Nov 10 2009Tom Cruise threatened to 'beat the living shit' out of wayward Scientologists
Tom Cruise allegedly threatened to "beat the living shit" out of three disobedient Scientologists, according to the NY Daily News:
Marty Rathbun, once one of Miscavige's most trusted lieutenants, tells us he has a witness who can corroborate his account of a bloody beating at the church's 500-acre compound in Hemet, Calif. Furthermore, he's brought it to the attention of Cruise's attorney, Bert Fields.
On the day before the actor's visit a couple of years ago, the compound's managers took part in "the Tom Cruise arrival preparation drill," which required "orchestrating every action they perform ... in the presence of Cruise," Rathbun recently wrote Fields.
But Miscavige wasn't happy when he addressed 80 to 100 managers at a prisonlike facility, known as "The Hole," where three insubordinate officials -- Marc Yager, Guillaume Leserve and Ray Mithoff -- were "incarcerated," according to Rathbun.
"Miscavige berated [the managers] for being far too light in their demands for confessions" from the three, Rathbun alleges in his letter, "because they refused to beat [them] ... to pulps. Miscavige said that Tom ... had vowed to come to the Hole and personally 'beat the living [bleep]' out of Yager, Leserve and Mithoff if the managers failed to do so themselves.

[Collected data entries]
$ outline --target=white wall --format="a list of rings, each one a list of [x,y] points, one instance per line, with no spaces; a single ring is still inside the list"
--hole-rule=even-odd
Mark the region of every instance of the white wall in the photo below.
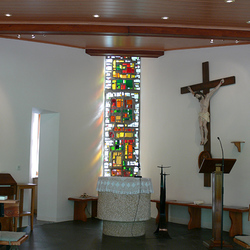
[[[198,155],[203,150],[199,104],[191,94],[180,94],[181,87],[202,81],[202,62],[209,61],[211,80],[236,76],[235,85],[222,87],[211,100],[212,155],[221,156],[216,139],[220,136],[226,158],[237,159],[231,174],[225,176],[225,204],[250,203],[249,53],[250,46],[243,45],[172,51],[158,59],[142,59],[141,167],[142,175],[152,178],[153,198],[159,198],[156,166],[163,164],[172,166],[168,199],[211,202],[211,188],[203,186],[203,175],[198,173]],[[75,48],[8,39],[0,39],[0,54],[0,171],[11,173],[17,182],[29,181],[32,108],[57,113],[56,212],[50,219],[70,220],[73,204],[68,197],[84,192],[95,195],[101,175],[103,57],[90,57]],[[241,153],[233,140],[246,142]],[[47,181],[51,184],[51,177]],[[171,209],[170,218],[187,223],[187,208]],[[228,230],[230,221],[225,220]],[[202,226],[211,227],[211,210],[202,211]],[[246,214],[243,230],[250,234]]]
[[[250,203],[250,47],[207,48],[166,52],[159,59],[142,60],[141,92],[141,167],[142,175],[151,177],[159,198],[157,165],[172,166],[167,172],[167,198],[212,202],[212,188],[203,186],[198,173],[200,146],[199,103],[180,88],[202,82],[202,63],[209,61],[210,80],[236,76],[236,84],[222,87],[211,99],[211,153],[221,157],[219,136],[226,158],[237,162],[225,176],[225,205],[247,206]],[[243,140],[239,153],[231,143]],[[173,208],[173,207],[171,207]],[[152,207],[155,215],[156,209]],[[244,233],[250,233],[247,213],[243,216]],[[172,221],[187,223],[186,207],[170,211]],[[225,230],[230,220],[225,213]],[[211,210],[202,210],[202,226],[211,227]]]
[[[0,39],[0,54],[0,171],[28,182],[32,108],[58,113],[58,169],[44,180],[54,179],[57,192],[43,202],[57,202],[51,220],[72,219],[68,197],[95,195],[101,175],[103,58],[8,39]]]

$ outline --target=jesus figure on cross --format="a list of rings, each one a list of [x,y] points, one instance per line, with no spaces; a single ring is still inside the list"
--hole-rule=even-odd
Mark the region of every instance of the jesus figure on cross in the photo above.
[[[204,95],[200,91],[194,92],[191,87],[188,87],[188,90],[196,97],[200,102],[200,113],[199,113],[199,127],[201,133],[201,145],[205,145],[208,141],[208,129],[207,123],[210,122],[210,114],[208,112],[209,102],[212,95],[220,88],[220,86],[224,83],[224,79],[220,81],[220,83],[206,95]]]

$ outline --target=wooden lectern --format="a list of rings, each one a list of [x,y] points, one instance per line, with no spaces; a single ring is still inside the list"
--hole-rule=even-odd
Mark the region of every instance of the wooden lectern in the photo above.
[[[222,239],[222,213],[223,213],[223,174],[229,174],[233,168],[236,159],[204,159],[200,173],[212,173],[212,234],[211,240],[204,241],[204,245],[209,249],[214,247],[230,247]],[[223,166],[224,165],[224,166]],[[224,171],[223,171],[224,169]]]

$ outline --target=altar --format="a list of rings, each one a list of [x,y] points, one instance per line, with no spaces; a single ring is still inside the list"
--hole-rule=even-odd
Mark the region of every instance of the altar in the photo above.
[[[103,220],[103,234],[138,237],[145,234],[151,217],[150,178],[99,177],[97,217]]]

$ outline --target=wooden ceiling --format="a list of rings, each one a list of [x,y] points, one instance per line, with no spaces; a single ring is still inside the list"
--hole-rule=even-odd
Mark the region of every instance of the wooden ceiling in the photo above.
[[[250,0],[0,1],[0,37],[92,55],[126,51],[157,57],[168,50],[249,44],[247,21]]]

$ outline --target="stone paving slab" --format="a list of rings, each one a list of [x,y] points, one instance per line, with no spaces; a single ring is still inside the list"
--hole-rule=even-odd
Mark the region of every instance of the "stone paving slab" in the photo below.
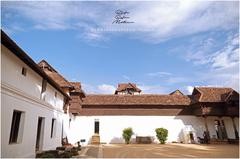
[[[80,157],[80,156],[79,156]],[[239,158],[239,145],[105,144],[90,145],[81,158]]]

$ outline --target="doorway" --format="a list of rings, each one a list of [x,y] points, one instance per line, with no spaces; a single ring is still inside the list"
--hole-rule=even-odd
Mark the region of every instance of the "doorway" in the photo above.
[[[99,120],[95,120],[94,122],[94,133],[99,134]]]
[[[225,128],[225,124],[223,120],[215,120],[214,121],[214,125],[215,125],[215,131],[217,133],[217,138],[220,140],[224,140],[227,139],[227,132],[226,132],[226,128]]]
[[[38,117],[36,151],[41,151],[43,147],[44,118]]]

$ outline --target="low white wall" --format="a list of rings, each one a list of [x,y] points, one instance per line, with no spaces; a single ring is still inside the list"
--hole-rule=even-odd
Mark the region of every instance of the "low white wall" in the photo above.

_What to work on_
Reproduce the passage on the Tom Cruise allegations verbatim, beginning at the words "But Miscavige wasn't" and stopping after "do so themselves.".

_Written solution_
But Miscavige wasn't happy when he addressed 80 to 100 managers at a prisonlike facility, known as "The Hole," where three insubordinate officials -- Marc Yager, Guillaume Leserve and Ray Mithoff -- were "incarcerated," according to Rathbun.
"Miscavige berated [the managers] for being far too light in their demands for confessions" from the three, Rathbun alleges in his letter, "because they refused to beat [them] ... to pulps. Miscavige said that Tom ... had vowed to come to the Hole and personally 'beat the living [bleep]' out of Yager, Leserve and Mithoff if the managers failed to do so themselves.